Referring expression data

_ _ _

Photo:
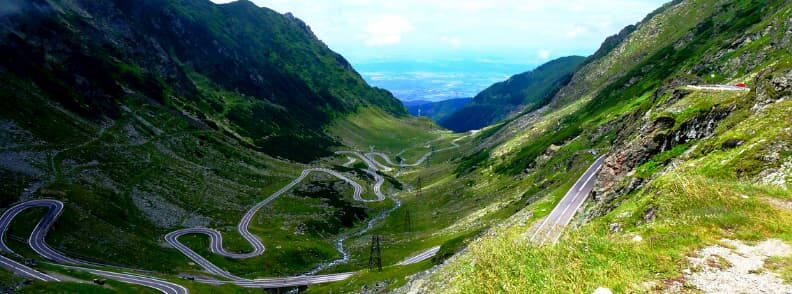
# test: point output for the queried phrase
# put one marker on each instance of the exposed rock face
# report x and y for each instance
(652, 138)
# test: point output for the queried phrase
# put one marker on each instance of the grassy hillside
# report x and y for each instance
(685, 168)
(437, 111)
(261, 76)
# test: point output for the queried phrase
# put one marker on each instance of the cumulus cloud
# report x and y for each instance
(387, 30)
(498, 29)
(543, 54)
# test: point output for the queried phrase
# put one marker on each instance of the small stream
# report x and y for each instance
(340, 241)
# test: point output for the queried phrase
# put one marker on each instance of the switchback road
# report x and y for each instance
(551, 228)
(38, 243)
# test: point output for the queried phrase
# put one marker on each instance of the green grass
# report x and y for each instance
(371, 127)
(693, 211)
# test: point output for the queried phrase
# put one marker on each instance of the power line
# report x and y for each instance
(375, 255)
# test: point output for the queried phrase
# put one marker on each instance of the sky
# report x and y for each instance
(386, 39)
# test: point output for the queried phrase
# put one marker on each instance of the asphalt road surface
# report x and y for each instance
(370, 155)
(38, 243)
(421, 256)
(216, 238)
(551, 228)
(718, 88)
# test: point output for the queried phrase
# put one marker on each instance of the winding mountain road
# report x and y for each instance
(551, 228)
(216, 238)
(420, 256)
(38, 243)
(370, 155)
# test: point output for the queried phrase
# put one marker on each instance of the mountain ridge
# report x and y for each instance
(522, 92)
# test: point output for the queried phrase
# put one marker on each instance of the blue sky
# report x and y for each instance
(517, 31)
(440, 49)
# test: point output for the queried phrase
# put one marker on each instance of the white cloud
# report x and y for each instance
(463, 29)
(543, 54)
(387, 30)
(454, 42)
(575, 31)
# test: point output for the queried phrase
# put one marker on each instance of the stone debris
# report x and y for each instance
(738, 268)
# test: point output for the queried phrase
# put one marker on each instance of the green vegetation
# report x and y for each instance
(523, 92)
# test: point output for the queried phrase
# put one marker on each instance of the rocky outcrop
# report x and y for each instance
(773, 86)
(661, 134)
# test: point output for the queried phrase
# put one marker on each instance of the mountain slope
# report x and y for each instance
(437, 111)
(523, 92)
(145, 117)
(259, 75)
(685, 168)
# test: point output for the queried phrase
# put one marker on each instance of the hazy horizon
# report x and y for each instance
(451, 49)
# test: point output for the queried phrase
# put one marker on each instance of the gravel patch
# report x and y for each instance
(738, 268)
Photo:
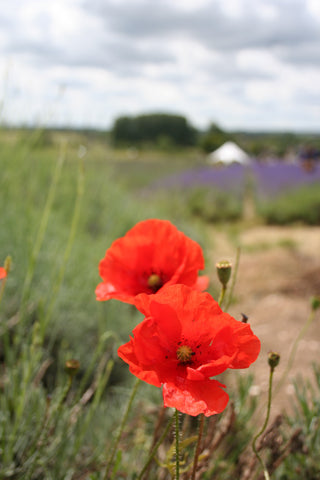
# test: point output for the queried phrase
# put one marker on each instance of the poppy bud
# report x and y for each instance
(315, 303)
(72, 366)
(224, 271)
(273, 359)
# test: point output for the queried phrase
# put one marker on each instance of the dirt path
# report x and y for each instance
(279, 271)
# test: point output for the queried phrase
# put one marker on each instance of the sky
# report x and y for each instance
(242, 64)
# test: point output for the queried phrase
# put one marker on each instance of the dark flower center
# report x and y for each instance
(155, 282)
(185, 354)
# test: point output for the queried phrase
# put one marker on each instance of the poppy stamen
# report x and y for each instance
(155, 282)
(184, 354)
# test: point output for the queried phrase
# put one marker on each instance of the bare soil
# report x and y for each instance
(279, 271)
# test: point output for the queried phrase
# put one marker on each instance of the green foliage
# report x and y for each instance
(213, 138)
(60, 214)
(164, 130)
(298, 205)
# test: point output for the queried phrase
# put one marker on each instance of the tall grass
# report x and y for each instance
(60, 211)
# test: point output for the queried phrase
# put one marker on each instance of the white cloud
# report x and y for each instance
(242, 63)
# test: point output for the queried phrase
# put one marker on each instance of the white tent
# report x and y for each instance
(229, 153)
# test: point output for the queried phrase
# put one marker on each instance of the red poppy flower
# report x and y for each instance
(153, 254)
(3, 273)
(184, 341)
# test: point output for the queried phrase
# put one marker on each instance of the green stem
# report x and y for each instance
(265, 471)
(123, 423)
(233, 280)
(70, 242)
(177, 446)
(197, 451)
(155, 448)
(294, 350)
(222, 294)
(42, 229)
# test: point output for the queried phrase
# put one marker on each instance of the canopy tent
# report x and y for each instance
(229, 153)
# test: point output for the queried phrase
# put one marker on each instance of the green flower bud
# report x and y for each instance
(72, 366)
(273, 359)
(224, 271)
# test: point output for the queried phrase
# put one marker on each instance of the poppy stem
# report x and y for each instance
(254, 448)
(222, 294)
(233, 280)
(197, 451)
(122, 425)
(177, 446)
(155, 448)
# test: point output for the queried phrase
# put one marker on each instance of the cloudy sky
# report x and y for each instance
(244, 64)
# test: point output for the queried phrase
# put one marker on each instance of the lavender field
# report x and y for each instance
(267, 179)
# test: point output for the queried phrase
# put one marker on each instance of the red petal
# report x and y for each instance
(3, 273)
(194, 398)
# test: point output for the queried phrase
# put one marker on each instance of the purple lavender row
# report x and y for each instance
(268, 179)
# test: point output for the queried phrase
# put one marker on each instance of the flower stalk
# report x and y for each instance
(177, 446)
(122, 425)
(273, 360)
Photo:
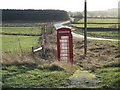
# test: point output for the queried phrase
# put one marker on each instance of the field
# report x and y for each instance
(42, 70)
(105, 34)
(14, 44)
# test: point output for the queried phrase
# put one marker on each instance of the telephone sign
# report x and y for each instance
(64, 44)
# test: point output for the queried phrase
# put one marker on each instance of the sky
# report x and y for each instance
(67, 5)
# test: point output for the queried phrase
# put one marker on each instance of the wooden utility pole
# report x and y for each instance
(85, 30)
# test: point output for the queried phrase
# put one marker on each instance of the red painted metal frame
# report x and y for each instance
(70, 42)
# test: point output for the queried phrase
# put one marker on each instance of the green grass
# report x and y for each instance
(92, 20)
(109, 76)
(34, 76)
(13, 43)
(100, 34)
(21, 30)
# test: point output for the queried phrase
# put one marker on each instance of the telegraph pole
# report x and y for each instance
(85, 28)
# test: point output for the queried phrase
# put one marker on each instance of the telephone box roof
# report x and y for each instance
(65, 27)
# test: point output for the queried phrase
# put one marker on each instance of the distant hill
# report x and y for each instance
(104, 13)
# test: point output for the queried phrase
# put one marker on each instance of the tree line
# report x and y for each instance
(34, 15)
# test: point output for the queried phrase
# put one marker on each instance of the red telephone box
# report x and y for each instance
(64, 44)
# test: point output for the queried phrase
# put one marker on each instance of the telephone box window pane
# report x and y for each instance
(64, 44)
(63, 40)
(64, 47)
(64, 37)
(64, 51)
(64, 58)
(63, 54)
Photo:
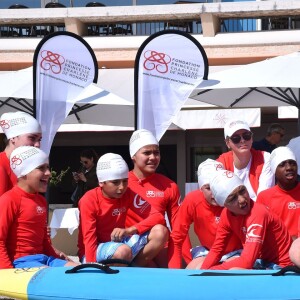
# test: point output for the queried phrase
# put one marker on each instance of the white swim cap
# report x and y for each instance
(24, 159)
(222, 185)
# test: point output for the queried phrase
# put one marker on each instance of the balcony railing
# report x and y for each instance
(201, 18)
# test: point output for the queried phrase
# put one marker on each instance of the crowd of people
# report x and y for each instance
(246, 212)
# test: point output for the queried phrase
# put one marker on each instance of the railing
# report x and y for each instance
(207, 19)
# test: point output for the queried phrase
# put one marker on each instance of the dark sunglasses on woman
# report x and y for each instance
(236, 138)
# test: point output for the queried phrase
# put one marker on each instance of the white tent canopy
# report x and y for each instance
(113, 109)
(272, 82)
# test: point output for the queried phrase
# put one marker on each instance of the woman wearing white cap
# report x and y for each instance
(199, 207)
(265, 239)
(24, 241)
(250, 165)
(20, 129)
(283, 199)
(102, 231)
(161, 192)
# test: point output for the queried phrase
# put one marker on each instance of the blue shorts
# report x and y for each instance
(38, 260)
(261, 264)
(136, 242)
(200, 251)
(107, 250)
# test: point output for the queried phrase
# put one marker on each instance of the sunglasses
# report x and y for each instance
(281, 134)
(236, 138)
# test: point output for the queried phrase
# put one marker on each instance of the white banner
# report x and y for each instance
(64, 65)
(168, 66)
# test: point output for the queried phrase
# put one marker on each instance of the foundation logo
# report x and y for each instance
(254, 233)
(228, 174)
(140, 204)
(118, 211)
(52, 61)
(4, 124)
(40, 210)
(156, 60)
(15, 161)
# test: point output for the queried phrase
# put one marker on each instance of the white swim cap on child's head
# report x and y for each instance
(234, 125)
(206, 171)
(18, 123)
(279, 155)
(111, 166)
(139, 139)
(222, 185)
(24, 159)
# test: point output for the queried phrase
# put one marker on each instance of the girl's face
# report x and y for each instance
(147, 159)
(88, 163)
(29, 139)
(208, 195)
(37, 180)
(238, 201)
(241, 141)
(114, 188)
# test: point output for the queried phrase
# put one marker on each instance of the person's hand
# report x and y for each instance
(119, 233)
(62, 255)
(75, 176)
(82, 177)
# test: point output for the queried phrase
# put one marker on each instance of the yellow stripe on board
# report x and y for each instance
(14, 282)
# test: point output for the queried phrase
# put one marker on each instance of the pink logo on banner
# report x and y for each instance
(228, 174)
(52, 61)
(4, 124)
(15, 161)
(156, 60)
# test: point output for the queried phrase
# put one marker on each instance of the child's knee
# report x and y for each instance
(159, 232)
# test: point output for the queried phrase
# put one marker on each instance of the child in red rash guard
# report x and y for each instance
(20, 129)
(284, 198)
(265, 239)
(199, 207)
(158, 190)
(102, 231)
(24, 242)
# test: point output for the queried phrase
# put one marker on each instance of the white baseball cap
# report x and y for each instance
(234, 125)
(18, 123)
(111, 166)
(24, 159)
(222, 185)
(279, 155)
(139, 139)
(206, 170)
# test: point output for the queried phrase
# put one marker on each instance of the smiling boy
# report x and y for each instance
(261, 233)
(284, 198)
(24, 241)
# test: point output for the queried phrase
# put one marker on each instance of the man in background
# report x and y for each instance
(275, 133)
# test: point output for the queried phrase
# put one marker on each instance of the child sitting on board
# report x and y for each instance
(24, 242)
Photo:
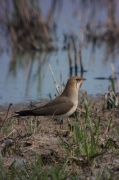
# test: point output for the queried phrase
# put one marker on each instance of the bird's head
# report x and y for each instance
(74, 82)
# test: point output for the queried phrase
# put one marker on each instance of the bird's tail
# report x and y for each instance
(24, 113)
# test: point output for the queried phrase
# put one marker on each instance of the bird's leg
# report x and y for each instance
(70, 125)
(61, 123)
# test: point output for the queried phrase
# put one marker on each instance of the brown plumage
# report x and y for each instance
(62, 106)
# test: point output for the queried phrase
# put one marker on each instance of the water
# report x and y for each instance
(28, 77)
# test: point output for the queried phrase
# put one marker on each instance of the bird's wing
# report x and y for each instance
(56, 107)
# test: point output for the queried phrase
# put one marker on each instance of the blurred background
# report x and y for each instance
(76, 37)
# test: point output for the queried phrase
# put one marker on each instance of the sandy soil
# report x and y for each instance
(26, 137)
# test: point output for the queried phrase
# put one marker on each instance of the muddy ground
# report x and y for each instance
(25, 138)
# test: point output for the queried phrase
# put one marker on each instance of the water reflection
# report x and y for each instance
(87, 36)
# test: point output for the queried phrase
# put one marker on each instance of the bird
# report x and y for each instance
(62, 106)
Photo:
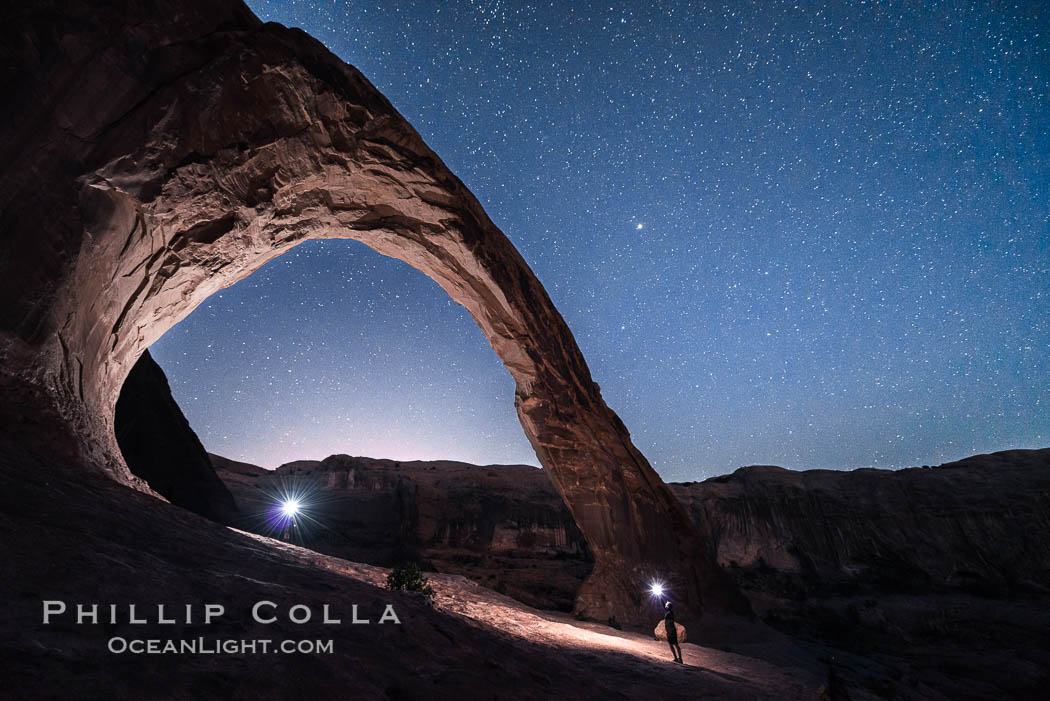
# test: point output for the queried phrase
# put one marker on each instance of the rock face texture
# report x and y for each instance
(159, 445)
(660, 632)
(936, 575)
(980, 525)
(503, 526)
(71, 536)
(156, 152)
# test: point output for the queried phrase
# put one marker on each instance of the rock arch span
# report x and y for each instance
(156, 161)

_ _ _

Above are the records; report each line in them that includes the word "green".

SOLUTION BELOW
# put one marker on each instance of the green grass
# put one marker on each instance of the green vegetation
# put one marker on each instance of the green foliage
# put one marker on each instance of the green stem
# put one marker on each instance of the green flower bud
# put one marker on each instance of the green grass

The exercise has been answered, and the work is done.